-- SET EXERCISE 1 --
Answer these questions about the court case summary, one per line:
(a) From which county's superior court was the appeal taken?
(b) Under which section of the Revisal was the indictment drawn?
(c) Who served as Attorney General for the State?
-- SET EXERCISE 2 --
Pick up the court case summary after its final line and keep writing.

State v. Ley

Decision Date10 September 1919
Docket Number(No. 1.)
Citation100 S.E. 116
CourtNorth Carolina Supreme Court
PartiesSTATE. v. WIND LEY.

Appeal from Superior Court, Beaufort County; Bond, Judge.

W. B. Windley was convicted of failing to nay over money received as sheriff to persons entitled thereto when lawfully required to do so, and he appeals. New trial.

The charge in the indictment is that the defendant had unlawfully, willfully, and feloniously, as sheriff of Beaufort county, failed to pay over and deliver to the proper persons entitled to receive the same, when lawfully required to do so, certain money and funds which he had received by virtue or color of his office, in trust, contrary to the provision of the statute. The indictment was drawn under Revisal, § 3408, and this is stated in the brief of the state, which refers to the original statute, Code of 1883, § 1016, as having been amended, in consequence of the decision in State v. Connelly, 104 N. C. 794, 10 S. E. 469, by Public Laws of 1891, c. 241, and brought forward in the Revisal as section 3408.

There was evidence tending to show that the defendant had collected certain taxes, especially unlisted taxes, such as license and privilege taxes, and had failed to pay over the same to the officer designated by the law to receive them. The court instructed the jury that if they believed the defendant's testimony which he gave in his own behalf, and found the facts to be as it tends to show them to be, it would be their duty to return a verdict of guilty on the first count, ignoring the count for embezzlement.

E. A. Daniel, Jr., and Small, MacLean, Bragaw & Rodman, all of Washington, N. C, for appellant.

James S. Manning, Atty. Gen., and Frank Nash, Asst. Atty. Gen., for the State.

-- RECORDS PROVIDED --
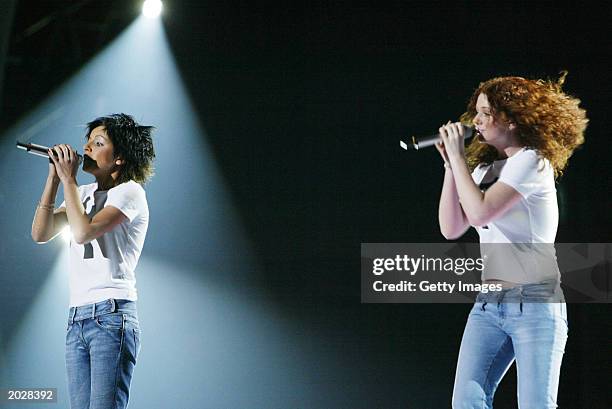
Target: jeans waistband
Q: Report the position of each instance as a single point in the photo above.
(101, 308)
(546, 291)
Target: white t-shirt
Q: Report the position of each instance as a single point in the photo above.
(104, 268)
(530, 226)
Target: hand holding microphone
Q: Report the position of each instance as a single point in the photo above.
(452, 137)
(58, 155)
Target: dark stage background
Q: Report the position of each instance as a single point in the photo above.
(303, 107)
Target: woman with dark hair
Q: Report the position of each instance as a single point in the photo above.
(108, 220)
(504, 186)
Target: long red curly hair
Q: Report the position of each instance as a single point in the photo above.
(546, 118)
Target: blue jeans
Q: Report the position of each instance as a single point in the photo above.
(102, 343)
(527, 323)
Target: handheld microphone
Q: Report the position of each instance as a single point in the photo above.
(39, 150)
(419, 142)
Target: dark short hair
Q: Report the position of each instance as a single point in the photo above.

-- FINAL RESULT 1 --
(a) Beaufort County
(b) Section 3408
(c) James S. Manning

-- FINAL RESULT 2 --
WALKER, J. (after stating the facts as above). [1] If we assume that the testimony of the defendant was of such a nature as to warrant the instruction to the jury, we are of the opinion that the court erred in further telling them, in answer to the question of one of the jurors, that they should convict the defendant if he simply received certain money and failed to pay it to the proper party, though he may have paid it to the county treasurer. The first part of section 3408 of the Revisal of 1905 relates to the embezzlement or willful and corrupt use or misapplication of funds held by any officer, agent, or employe of any city, county, or incorporated town, or of any penal, charitable, religious, or educational institution, and denounces it as a felony, and that any such person convicted of the same shall be fined and imprisoned in the penitentiary for a time to be fixed by the court in the exercise of its discretion. The next provision of the section applies to the embezzlement, wrongful conversion, or corrupt use or misapplication to any purpose, other than that for which it is held, of any money funds, securities, or other property, which such officer shall have received, by virtue or color of his office, in trust for any person or corporation, and such act is declared to be a felony. The statute, as amended in the year 1891, is composed of this provision, and the last one in the section (amendment of 1891), which is as follows:

"The provisions of this section shall apply to all persons who shall go out of office and fail or neglect to account to or deliver over to their successor in office or other persons lawfully entitled to receive the same all such moneys, funds and securities or property aforesaid. The punishment shall be imprisonment in the state's prison or county jail, or fine, in the discretion of the court."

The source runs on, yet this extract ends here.